Could you substitute "Annotation task" for "Practice step" throughout the material below, repeating everything else unchanged and leaving out the pictures?

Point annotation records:
======
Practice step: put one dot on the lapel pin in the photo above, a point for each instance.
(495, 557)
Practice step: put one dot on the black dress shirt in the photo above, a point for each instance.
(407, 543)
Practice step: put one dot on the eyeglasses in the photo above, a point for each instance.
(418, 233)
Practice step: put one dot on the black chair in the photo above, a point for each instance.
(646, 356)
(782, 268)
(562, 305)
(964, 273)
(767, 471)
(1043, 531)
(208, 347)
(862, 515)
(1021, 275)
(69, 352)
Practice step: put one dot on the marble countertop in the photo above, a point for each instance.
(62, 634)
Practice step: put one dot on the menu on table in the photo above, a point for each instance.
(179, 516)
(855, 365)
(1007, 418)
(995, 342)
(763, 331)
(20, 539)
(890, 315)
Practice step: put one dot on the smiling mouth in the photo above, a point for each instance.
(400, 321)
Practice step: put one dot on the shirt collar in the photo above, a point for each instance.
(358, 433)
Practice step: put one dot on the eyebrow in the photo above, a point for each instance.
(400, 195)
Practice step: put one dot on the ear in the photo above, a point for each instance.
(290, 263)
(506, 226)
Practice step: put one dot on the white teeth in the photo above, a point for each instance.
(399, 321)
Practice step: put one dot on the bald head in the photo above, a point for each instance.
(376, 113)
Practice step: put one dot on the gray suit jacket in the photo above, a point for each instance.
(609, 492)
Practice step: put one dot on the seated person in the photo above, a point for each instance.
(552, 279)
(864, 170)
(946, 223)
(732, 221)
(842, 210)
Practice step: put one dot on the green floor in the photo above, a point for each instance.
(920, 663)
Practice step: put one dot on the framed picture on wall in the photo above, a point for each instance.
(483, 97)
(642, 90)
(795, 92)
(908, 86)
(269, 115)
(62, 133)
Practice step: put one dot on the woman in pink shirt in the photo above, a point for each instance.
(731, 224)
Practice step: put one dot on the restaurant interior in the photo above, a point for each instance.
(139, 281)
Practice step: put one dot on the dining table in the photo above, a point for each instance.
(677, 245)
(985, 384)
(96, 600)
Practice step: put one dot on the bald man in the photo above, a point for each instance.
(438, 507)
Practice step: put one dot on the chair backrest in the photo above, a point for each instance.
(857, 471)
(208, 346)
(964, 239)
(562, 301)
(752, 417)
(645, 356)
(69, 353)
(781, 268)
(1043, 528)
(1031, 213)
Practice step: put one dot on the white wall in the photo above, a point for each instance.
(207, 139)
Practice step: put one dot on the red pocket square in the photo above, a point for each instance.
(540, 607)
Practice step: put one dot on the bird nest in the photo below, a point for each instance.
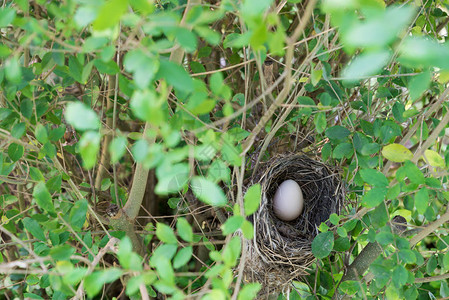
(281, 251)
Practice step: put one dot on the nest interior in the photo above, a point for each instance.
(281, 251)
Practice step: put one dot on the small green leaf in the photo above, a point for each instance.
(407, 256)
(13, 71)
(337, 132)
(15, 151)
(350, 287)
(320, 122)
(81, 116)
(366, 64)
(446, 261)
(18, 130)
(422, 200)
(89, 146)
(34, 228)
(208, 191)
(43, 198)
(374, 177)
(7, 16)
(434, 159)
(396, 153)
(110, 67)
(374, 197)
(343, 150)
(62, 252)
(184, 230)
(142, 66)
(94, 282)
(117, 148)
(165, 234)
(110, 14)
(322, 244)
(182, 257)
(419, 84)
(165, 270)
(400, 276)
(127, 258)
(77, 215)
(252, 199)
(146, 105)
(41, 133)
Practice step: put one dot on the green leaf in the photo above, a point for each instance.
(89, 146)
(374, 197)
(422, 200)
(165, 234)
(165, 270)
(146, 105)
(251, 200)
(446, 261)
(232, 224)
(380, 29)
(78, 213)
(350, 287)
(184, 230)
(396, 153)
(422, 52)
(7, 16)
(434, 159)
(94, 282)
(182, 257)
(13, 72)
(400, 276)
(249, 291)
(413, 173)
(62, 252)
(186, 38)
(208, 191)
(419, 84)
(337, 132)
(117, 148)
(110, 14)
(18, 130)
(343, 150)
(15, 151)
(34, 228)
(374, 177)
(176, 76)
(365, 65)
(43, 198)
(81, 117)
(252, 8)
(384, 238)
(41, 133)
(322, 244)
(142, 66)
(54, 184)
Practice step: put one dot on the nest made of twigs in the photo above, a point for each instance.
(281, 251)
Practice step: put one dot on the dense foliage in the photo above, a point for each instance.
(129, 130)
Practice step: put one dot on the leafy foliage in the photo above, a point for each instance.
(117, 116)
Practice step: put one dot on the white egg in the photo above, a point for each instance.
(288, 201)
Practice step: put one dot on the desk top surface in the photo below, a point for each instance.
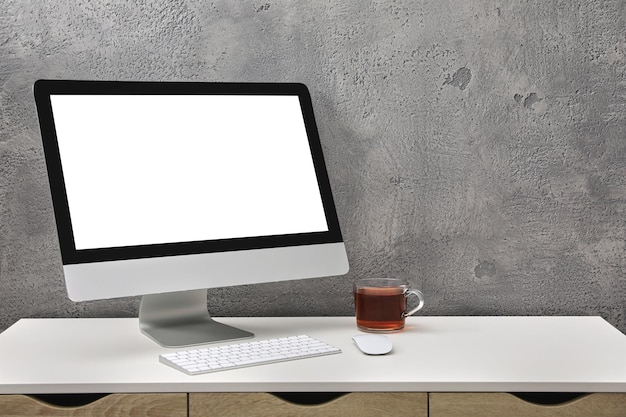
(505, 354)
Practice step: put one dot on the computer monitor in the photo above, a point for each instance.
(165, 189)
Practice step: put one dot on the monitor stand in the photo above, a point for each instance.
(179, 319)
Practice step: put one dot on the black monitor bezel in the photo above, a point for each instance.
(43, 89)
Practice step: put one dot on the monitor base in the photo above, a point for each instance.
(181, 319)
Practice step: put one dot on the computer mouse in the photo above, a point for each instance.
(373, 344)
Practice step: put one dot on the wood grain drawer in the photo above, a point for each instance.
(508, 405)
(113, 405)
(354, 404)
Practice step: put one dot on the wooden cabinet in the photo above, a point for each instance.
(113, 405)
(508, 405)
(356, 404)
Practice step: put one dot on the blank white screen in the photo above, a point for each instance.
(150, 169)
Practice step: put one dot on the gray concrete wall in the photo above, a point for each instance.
======
The completed task:
Annotation task: put one dot on the lapel pin in the photo above, a point for each instance.
(495, 557)
Annotation task: put one dot on the black dress shirt in the photo above, a point for each instance.
(407, 543)
Annotation task: put one dot on the eyeglasses in the photo above, a point for each instance.
(418, 233)
Annotation task: put one dot on the black chair in the photo above, a point for each instance.
(646, 356)
(782, 268)
(562, 305)
(964, 273)
(767, 471)
(1043, 531)
(208, 347)
(862, 515)
(1021, 275)
(69, 352)
Annotation task: put one dot on the marble countertop in the photo above, a point for each instance.
(62, 634)
Annotation task: put one dot on the menu on table in the photo above, a point for each instance.
(179, 516)
(855, 365)
(1007, 418)
(995, 342)
(763, 331)
(20, 539)
(890, 315)
Annotation task: put one dot on the smiling mouth in the photo above, a point for each instance.
(400, 321)
Annotation task: put one dot on the shirt collar in the photo above, a point for each instance.
(358, 433)
Annotation task: put one dot on the eyebrow in the photo above, a point for each instance.
(400, 195)
Annotation task: put one dot on the ear in the photo above, a point for each instance.
(290, 263)
(506, 226)
Annotation task: put one dot on the white teeth in the photo above, a point for each instance.
(399, 321)
Annotation task: put one dot on the bald head in the photo above, a point for each instance.
(376, 113)
Annotation task: put one dot on the gray suit jacket in the photo above, a point for each instance.
(609, 492)
Annotation task: put one dot on the seated person in the photo above, a point for each instance.
(552, 279)
(864, 170)
(946, 223)
(732, 221)
(842, 210)
Annotation task: put one dot on the green floor in the photo above, a point for each instance.
(920, 663)
Annotation task: put one dot on the framed picture on wall in the photo above, a point for each instance.
(483, 97)
(642, 90)
(795, 92)
(908, 86)
(269, 115)
(62, 133)
Annotation task: put one dot on the woman in pink shirt in the photo above, a point for each instance.
(731, 224)
Annotation task: put one dot on the restaurant interior in the photo above, a point for each instance.
(139, 281)
Annotation task: put one dot on the dining table in the photo above, a point for each instance.
(677, 245)
(985, 384)
(96, 600)
Annotation task: put one dot on the bald man in the photo above, a point for each instance.
(438, 507)
Annotation task: put one dot on the chair backrest in the photo above, a point for each instance.
(857, 471)
(208, 346)
(964, 239)
(562, 301)
(752, 417)
(645, 356)
(69, 353)
(781, 268)
(1043, 528)
(1031, 213)
Annotation task: put one dot on the white wall in the photo above, a point for each instance.
(207, 139)
Annotation task: put one dot on the red pocket square in the photo above, a point for each instance.
(540, 607)
Annotation task: put one dot on the bird nest in the photo below, a point for each instance.
(281, 251)
Annotation task: put one dot on the nest interior in the photo above, a point for each instance.
(281, 251)
Annotation task: put one dot on the small green leaf in the photo above, a point for each instance.
(407, 256)
(13, 71)
(337, 132)
(15, 151)
(350, 287)
(320, 122)
(81, 116)
(366, 64)
(446, 261)
(18, 130)
(422, 200)
(89, 146)
(34, 228)
(208, 191)
(43, 198)
(374, 177)
(7, 16)
(434, 159)
(396, 153)
(110, 67)
(374, 197)
(343, 150)
(62, 252)
(184, 230)
(142, 66)
(94, 282)
(117, 148)
(165, 234)
(110, 14)
(322, 244)
(182, 257)
(419, 84)
(165, 270)
(400, 276)
(127, 258)
(77, 215)
(252, 199)
(146, 105)
(41, 133)
Annotation task: put one dot on the green leaf in the photo above, a point for each instance.
(89, 146)
(374, 197)
(422, 200)
(165, 234)
(165, 270)
(146, 105)
(251, 200)
(446, 261)
(232, 224)
(380, 29)
(78, 213)
(350, 287)
(184, 230)
(396, 153)
(422, 52)
(7, 16)
(434, 159)
(94, 282)
(182, 257)
(13, 72)
(400, 276)
(249, 291)
(413, 173)
(62, 252)
(186, 38)
(208, 191)
(419, 84)
(337, 132)
(117, 148)
(110, 14)
(18, 130)
(343, 150)
(15, 151)
(34, 228)
(374, 177)
(176, 76)
(365, 65)
(43, 198)
(81, 117)
(252, 8)
(384, 238)
(41, 133)
(322, 244)
(142, 66)
(54, 184)
Annotation task: put one dot on the nest made of twigs in the photo above, a point for each instance.
(281, 251)
Annotation task: put one dot on the dense foliage in the photo above, a point for each instance.
(129, 130)
Annotation task: put one dot on the leafy foliage in the photo above, a point for each instance.
(117, 116)
Annotation task: put one dot on the white egg in the photo above, a point for each instance.
(288, 201)
Annotation task: put one dot on the desk top surface in the photo below, a point for each instance.
(505, 354)
Annotation task: put one dot on the computer monitor in the photo above, a point for each instance.
(165, 189)
Annotation task: put one dot on the monitor stand in the photo above, a point for each instance.
(179, 319)
Annotation task: put one dot on the black monitor bezel in the photo above, a point for each instance.
(43, 89)
Annotation task: put one dot on the monitor base in the photo above, a point for each instance.
(181, 319)
Annotation task: put one dot on the computer mouse in the photo above, a point for each instance.
(373, 344)
Annotation task: put one dot on the wood grain drawer in the photo above, a point for each instance.
(508, 405)
(113, 405)
(354, 404)
Annotation task: put one dot on the wooden cabinet in the photo above, a point for each instance.
(113, 405)
(508, 405)
(356, 404)
Annotation task: put one dot on the blank white screen in the photo above, a point for each instance.
(150, 169)
Annotation task: put one dot on the gray concrete wall in the photo above, a point for each instance.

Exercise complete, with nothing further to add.